Work task: Scan the listing below. Copy each line that contains "shoreline".

Material for this task:

**********

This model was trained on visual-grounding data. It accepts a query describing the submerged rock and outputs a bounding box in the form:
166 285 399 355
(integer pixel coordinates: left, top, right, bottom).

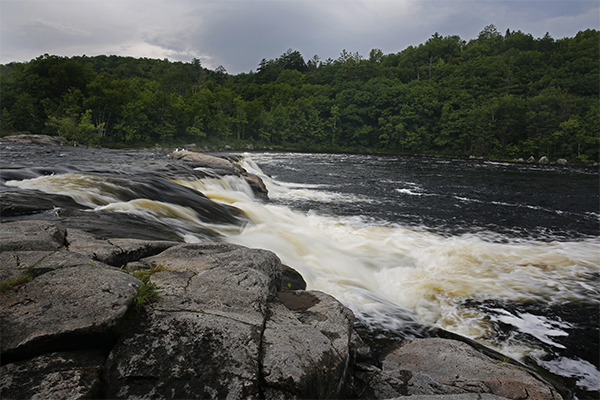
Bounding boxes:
0 190 85 217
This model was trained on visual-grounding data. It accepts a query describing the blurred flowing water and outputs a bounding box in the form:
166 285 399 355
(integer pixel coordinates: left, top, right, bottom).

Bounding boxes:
2 143 598 398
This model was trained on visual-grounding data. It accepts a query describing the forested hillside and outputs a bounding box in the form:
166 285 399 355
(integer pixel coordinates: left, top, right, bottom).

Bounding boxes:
1 25 598 162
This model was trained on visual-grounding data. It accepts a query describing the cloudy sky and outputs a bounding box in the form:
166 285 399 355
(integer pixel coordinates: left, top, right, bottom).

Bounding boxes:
1 0 598 74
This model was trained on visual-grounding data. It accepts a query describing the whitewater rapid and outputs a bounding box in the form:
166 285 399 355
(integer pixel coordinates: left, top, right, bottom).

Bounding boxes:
5 152 599 393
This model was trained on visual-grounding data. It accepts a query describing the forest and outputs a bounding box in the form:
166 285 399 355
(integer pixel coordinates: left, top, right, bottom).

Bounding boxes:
1 25 598 163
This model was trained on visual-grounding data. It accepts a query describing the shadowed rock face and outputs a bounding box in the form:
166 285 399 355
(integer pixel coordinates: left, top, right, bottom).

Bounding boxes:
0 351 105 400
0 220 565 400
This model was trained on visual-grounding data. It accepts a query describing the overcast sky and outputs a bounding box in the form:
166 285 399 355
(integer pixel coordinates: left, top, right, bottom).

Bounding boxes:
1 0 598 74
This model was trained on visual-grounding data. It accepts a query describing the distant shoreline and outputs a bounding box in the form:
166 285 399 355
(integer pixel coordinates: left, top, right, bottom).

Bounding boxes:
3 133 597 169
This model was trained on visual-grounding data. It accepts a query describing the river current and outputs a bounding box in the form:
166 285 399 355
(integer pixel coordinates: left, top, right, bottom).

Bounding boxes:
1 143 599 398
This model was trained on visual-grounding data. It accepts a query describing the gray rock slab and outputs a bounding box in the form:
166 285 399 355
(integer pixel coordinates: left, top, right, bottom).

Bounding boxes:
0 351 104 400
170 150 236 172
170 150 269 199
151 267 270 325
104 253 278 398
0 251 53 281
0 250 110 282
139 242 282 296
66 228 179 267
0 265 139 359
31 249 111 271
0 134 65 146
262 290 354 399
0 220 66 251
106 245 356 399
105 310 262 399
104 264 268 399
382 337 563 400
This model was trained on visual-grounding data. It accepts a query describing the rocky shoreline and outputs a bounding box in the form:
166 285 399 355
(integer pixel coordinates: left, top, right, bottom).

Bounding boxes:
3 134 597 168
0 143 568 399
0 219 566 399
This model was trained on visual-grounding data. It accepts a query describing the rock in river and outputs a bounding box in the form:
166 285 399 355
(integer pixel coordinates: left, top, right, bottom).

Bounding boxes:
170 149 269 200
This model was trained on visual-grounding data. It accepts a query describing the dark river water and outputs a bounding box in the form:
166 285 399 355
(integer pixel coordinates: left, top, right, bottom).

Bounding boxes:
1 143 599 398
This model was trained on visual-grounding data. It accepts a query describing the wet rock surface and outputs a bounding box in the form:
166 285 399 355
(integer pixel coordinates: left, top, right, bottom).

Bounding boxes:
0 220 565 399
170 149 269 200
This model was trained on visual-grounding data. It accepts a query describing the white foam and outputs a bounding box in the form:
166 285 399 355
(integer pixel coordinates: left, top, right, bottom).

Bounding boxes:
538 357 600 391
5 173 127 207
489 309 570 349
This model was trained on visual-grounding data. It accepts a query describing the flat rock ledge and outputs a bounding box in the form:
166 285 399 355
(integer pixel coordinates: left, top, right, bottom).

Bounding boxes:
0 220 564 399
0 134 65 146
170 150 269 201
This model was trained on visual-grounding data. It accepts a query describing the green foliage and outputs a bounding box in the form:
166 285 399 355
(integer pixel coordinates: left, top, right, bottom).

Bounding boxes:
131 265 165 311
134 281 160 311
47 109 102 146
132 264 166 283
1 27 598 162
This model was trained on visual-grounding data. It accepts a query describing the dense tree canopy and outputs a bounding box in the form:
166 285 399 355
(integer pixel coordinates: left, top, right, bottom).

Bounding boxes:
1 26 598 163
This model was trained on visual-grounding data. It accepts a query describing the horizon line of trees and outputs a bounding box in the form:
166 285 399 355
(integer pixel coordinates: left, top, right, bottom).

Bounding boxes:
1 25 598 162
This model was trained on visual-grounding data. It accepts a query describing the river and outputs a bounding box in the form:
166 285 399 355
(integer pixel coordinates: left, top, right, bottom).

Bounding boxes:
1 143 598 398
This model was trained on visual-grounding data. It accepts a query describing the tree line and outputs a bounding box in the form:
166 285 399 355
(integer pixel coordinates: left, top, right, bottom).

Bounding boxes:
1 25 598 163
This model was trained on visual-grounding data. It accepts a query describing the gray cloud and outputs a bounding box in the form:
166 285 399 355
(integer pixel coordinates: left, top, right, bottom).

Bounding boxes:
1 0 598 73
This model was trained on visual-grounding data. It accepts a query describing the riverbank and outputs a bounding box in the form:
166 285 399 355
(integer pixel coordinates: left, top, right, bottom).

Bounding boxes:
1 144 576 399
2 133 598 167
0 219 567 399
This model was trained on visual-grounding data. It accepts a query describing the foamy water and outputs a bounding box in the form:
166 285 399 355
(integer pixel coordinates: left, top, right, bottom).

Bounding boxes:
4 151 599 394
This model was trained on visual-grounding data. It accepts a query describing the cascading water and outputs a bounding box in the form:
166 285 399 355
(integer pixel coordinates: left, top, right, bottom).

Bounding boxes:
1 143 598 398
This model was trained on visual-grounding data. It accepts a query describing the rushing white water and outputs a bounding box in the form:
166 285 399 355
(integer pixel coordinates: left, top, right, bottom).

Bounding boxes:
5 153 600 393
176 157 600 392
6 173 129 207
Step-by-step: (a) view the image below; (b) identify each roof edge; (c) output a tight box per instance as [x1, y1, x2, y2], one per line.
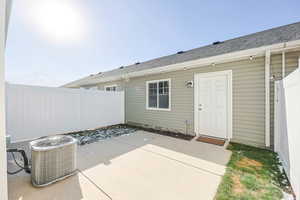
[72, 39, 300, 87]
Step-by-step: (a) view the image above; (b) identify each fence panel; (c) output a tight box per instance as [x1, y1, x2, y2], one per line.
[6, 84, 124, 142]
[274, 68, 300, 198]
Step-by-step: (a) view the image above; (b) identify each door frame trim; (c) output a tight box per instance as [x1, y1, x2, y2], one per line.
[194, 70, 232, 139]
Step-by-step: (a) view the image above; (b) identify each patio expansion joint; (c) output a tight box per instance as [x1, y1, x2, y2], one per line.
[78, 169, 113, 200]
[113, 139, 224, 177]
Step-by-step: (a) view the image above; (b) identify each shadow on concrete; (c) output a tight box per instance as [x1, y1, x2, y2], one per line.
[8, 130, 231, 200]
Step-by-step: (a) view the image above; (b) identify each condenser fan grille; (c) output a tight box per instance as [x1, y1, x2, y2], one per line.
[30, 135, 77, 187]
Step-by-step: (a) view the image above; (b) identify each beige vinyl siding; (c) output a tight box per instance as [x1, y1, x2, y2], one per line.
[125, 57, 266, 147]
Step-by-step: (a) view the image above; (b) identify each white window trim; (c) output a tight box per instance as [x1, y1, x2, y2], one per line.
[104, 84, 117, 91]
[146, 78, 171, 111]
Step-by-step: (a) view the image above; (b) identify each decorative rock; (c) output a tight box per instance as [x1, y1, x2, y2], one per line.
[70, 125, 136, 145]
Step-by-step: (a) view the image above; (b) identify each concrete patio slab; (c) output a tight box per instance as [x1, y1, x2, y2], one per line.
[113, 131, 230, 175]
[8, 171, 111, 200]
[111, 130, 160, 146]
[8, 130, 231, 200]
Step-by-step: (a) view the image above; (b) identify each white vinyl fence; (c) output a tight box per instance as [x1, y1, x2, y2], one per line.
[274, 68, 300, 198]
[6, 84, 124, 142]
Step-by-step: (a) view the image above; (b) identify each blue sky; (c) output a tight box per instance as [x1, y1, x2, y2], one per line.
[5, 0, 300, 87]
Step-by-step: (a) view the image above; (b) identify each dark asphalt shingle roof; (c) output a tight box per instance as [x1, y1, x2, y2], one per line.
[68, 22, 300, 86]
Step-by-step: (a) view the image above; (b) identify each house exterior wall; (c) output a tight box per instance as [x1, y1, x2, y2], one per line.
[125, 57, 267, 147]
[92, 51, 300, 147]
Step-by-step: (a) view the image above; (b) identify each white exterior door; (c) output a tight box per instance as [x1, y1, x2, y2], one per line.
[195, 71, 231, 139]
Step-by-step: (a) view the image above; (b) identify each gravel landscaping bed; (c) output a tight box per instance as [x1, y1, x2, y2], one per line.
[69, 124, 137, 145]
[125, 124, 195, 141]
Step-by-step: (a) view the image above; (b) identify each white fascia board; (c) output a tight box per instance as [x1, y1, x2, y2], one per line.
[60, 74, 99, 88]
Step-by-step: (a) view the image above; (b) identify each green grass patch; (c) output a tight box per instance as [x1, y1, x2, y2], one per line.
[215, 142, 292, 200]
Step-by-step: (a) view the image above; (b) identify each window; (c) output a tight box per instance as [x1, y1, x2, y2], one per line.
[146, 79, 171, 111]
[104, 85, 117, 92]
[80, 86, 97, 90]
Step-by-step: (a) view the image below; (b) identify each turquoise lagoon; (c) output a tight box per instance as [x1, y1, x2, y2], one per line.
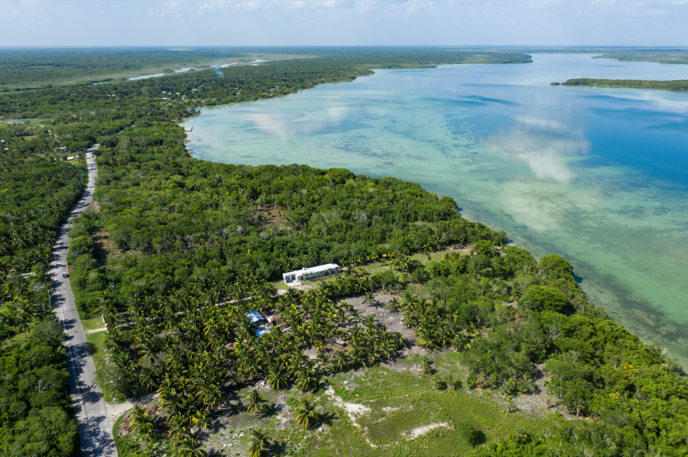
[183, 54, 688, 365]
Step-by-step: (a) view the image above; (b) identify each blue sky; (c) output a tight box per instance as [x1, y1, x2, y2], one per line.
[2, 0, 687, 47]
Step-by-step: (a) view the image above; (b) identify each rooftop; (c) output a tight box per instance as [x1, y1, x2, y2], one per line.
[283, 263, 339, 276]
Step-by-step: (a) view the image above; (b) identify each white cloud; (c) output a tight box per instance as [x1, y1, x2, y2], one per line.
[1, 0, 687, 46]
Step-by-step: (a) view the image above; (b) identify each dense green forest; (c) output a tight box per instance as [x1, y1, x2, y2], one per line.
[1, 48, 686, 456]
[0, 58, 370, 120]
[0, 123, 86, 457]
[0, 320, 79, 455]
[70, 157, 496, 315]
[0, 121, 85, 335]
[560, 78, 688, 91]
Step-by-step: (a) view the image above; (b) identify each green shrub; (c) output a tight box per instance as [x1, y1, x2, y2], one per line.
[519, 285, 567, 313]
[456, 421, 483, 446]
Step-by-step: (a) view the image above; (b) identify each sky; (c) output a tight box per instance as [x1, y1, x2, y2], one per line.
[1, 0, 687, 47]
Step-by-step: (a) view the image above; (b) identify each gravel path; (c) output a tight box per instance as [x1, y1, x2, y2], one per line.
[50, 149, 117, 456]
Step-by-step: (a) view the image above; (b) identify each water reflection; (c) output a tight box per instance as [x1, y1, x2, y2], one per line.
[488, 123, 589, 185]
[251, 106, 349, 139]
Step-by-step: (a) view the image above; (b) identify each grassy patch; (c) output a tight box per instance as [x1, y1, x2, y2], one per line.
[86, 331, 107, 371]
[268, 279, 289, 291]
[409, 250, 447, 264]
[301, 364, 546, 456]
[362, 260, 390, 274]
[81, 317, 105, 331]
[86, 331, 119, 403]
[112, 413, 141, 457]
[0, 327, 30, 349]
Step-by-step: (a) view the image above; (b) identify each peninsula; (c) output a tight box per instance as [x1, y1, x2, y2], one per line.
[559, 78, 688, 91]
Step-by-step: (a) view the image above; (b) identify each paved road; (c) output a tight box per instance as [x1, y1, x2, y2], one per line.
[50, 150, 117, 456]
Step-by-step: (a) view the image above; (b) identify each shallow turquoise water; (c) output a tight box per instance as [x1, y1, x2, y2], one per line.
[183, 54, 688, 365]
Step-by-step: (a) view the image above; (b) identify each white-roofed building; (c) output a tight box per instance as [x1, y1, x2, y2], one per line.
[282, 263, 340, 285]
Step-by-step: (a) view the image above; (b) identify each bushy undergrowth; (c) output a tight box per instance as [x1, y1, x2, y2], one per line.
[392, 246, 688, 456]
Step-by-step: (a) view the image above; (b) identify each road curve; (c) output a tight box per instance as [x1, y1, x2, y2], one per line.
[50, 150, 118, 456]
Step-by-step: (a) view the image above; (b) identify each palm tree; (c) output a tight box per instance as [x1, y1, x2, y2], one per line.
[248, 429, 267, 457]
[315, 351, 331, 375]
[14, 306, 33, 337]
[387, 297, 400, 312]
[194, 375, 222, 412]
[178, 434, 208, 457]
[331, 351, 350, 371]
[295, 368, 318, 392]
[0, 307, 15, 342]
[265, 365, 288, 390]
[244, 389, 266, 416]
[293, 397, 319, 430]
[129, 405, 157, 442]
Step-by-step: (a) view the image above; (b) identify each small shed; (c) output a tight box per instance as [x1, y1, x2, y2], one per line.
[246, 311, 265, 324]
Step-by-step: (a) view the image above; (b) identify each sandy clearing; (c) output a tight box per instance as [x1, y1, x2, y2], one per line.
[339, 293, 417, 343]
[325, 387, 371, 428]
[104, 401, 134, 427]
[405, 422, 451, 440]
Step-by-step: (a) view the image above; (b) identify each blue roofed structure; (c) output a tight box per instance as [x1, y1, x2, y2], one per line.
[246, 311, 265, 323]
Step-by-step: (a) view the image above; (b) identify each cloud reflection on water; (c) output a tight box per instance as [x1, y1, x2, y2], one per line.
[602, 92, 688, 115]
[488, 115, 589, 185]
[251, 106, 349, 139]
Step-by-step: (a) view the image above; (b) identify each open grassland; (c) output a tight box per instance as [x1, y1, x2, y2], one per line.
[115, 358, 551, 457]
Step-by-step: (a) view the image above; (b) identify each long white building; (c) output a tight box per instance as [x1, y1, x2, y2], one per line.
[282, 263, 340, 285]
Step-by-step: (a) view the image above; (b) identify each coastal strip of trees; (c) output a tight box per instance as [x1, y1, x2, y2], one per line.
[560, 78, 688, 91]
[388, 247, 688, 456]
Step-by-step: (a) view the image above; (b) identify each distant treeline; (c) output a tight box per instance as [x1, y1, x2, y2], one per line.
[502, 47, 688, 66]
[0, 48, 242, 91]
[561, 78, 688, 91]
[0, 47, 532, 92]
[0, 52, 533, 121]
[592, 50, 688, 65]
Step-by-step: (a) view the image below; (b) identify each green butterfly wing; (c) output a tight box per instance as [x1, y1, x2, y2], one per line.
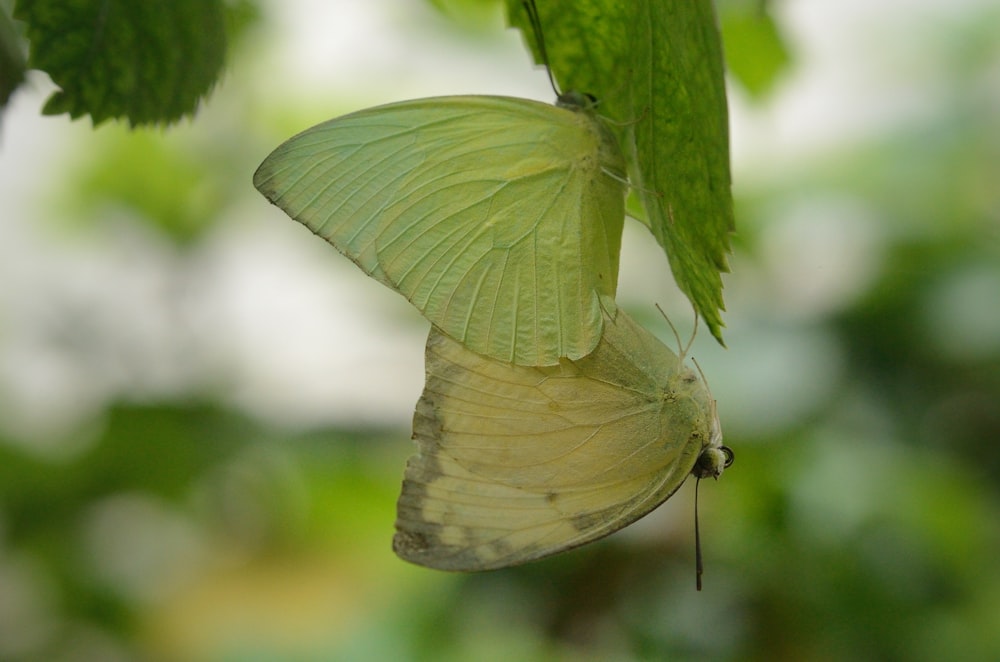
[254, 95, 627, 366]
[393, 309, 727, 571]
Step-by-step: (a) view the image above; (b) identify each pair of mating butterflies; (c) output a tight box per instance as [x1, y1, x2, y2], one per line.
[254, 90, 731, 572]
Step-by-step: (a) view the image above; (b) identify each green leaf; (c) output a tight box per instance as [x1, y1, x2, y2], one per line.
[15, 0, 228, 126]
[507, 0, 734, 343]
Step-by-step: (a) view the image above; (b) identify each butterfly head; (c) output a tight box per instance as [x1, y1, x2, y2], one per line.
[692, 407, 733, 481]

**********

Answer box:
This model was trained on visual-grounding data. It accepts a query describing the distant shoreline and outputs a bounding box in the form:
This model was trained on visual-grounding data. It accepts a query describing the rocky shoreline and outputs a bounding box in the form:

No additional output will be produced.